Monday, October 17, 2016

"A Poem on Little Russell's Passing" (October 17, 2016)

Florence Leonette ("Nettie") Flagg 



Nettie Cooke [nee Flagg] -- b. May 13, 1870 - d. July 20, 1904

Next month is the "Eighth Annual Great Genealogy Poetry Challenge" conceived and hosted by Bill West of West in New England blog. Under the Challenge rules, a poem submitted for inclusion in the Challenge can "be a poem you or one of your ancestors have written." This post is my submission for the Eighth Annual Challenge and it publishes a poem written by my great grandmother, Florence Leonette Flagg (pictured above as a young teen and as an adult). "Nettie," as she was always called, is the mother of my maternal grandmother, Ruth Eaton [Cooke] Carpenter. I posted previously about Nettie where I included another one of her poems, which can be viewed here.

Nettie had a short life that in many ways was tragic and I believe she turned to poetry to try to express her pain, her hope, and her discovery of respite and beauty when and where she could find it. She wrote numerous poems that are mostly sad, but they must have been cathartic for her given her experiences. I am very lucky and privileged to have several originals of her poetic writings and a few others that were transcribed by her eldest child (my grand aunt, Helen R. [Cooke] Roberts) from now lost originals. The poem in this post was written about 1894 when Nettie was twenty-four years old and as the images of the poem below show, this is one of the original poems in her handwriting that I now have in my collection.

To understand where Nettie's poem originates, it is necessary to provide some brief context and background about Nettie.

=====

Complete the following:
(a) In the post about Nettie Flagg, around what year did she write the poem it publishes?
(b) Pick up the post about Nettie Flagg at the point where it stops, and keep writing it.
The listing after this point is separate material with no tie to the post about Nettie Flagg.

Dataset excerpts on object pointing

=====

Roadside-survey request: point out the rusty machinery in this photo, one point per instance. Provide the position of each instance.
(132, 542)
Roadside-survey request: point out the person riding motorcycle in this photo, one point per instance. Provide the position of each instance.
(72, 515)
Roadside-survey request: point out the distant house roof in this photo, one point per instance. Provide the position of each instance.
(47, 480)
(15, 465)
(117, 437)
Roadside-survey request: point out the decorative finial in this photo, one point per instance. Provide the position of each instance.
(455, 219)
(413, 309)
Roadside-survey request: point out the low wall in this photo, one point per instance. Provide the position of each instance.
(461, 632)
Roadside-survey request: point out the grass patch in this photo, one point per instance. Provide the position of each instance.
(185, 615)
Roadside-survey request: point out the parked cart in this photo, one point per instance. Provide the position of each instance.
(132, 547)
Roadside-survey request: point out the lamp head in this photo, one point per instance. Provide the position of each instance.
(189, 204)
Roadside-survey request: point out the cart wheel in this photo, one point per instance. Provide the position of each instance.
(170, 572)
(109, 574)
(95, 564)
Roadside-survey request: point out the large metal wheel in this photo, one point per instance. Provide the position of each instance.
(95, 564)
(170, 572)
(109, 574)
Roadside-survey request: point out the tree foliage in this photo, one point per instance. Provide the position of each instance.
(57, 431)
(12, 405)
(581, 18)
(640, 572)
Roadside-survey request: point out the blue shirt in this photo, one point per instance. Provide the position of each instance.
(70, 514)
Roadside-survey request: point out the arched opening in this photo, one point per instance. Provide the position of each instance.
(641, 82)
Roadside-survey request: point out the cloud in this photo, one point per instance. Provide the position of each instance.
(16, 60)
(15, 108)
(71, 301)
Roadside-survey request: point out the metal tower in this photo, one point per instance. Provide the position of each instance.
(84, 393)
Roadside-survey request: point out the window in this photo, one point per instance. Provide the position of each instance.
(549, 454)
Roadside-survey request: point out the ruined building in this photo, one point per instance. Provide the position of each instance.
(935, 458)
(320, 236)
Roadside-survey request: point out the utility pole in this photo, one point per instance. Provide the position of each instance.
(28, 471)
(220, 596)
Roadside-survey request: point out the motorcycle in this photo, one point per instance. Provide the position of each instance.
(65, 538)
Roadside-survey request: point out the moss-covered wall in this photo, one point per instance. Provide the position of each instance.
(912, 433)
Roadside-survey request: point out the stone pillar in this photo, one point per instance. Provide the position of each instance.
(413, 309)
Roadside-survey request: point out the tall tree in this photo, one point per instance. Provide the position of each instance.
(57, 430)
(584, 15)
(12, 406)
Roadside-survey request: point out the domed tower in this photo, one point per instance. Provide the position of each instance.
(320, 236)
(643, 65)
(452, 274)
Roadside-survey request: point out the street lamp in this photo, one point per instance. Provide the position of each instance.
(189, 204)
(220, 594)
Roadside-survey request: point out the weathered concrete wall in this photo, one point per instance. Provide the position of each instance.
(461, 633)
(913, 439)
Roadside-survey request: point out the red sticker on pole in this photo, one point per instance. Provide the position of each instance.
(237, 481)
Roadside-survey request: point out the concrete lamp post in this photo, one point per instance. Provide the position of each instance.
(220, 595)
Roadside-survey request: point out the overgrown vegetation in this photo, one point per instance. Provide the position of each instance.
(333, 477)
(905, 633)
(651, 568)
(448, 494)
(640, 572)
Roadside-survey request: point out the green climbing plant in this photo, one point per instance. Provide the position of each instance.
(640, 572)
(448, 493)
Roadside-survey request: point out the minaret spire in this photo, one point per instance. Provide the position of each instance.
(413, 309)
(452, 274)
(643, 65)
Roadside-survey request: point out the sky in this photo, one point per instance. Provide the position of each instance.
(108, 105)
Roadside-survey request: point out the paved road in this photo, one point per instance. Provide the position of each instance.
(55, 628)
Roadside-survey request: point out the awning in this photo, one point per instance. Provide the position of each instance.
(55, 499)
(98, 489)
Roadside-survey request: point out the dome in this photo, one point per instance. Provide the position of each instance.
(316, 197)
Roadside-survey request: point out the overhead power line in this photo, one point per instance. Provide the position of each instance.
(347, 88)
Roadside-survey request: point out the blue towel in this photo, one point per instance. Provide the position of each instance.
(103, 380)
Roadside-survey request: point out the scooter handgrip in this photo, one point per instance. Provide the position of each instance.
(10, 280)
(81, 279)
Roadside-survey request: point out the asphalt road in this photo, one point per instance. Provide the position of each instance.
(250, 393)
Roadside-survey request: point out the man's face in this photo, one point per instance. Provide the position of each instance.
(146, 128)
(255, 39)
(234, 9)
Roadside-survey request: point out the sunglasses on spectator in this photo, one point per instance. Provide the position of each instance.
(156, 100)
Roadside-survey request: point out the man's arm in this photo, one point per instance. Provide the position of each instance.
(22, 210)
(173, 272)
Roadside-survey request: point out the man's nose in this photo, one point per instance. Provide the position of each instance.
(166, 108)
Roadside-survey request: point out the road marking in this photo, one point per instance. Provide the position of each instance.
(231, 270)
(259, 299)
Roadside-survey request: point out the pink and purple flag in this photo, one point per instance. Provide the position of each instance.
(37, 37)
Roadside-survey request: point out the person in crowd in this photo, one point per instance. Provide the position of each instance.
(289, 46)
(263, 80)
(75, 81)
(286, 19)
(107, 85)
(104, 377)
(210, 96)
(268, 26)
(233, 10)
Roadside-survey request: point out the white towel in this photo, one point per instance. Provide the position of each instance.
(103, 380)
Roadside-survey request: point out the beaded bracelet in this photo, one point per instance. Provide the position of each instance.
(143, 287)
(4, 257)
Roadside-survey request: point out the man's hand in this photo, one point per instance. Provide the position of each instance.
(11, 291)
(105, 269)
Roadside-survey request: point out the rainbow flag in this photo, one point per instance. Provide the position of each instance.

=====

Results:
(a) About 1894, when she was twenty-four years old.

(b)
Nettie was born in 1870 to George W. Flagg and his wife, Mary J. ("Jennie") Eaton.  When Nettie was just two and half years old, her mother died at age 26. And then Nettie's father died at age 35 of "phthisis" (an archaic name for tuberculosis) when Nettie was barely nine years old.

By the time of the 1880 federal census, Nettie Flagg was living as a "boarder" in the home of Susannah Stanley (age 69) and her daughter Frances Stanley (age 30) in Attleborough, Massachusetts. She apparently lived with the Stanleys until she married Walter W. Cooke in August 1891 in North Attleborough. She and Walter had known one another since they were children and they were both 21 years old when they married.

Leonette ("Nettie") Flagg and Walter W. Wilson

Soon after Nettie and Walter married they had their first child, my grandmother's oldest sister, Helen Raeder Cooke born February 21, 1892. Helen was followed by five additional children -- two boys and three girls. Russell was born in 1893. Lois Vinal Cooke was born in 1894. My grandmother, Ruth Eaton Cooke, was born in 1897. Dorothy was born in 1899 and Russell Church Cooke was born in 1902.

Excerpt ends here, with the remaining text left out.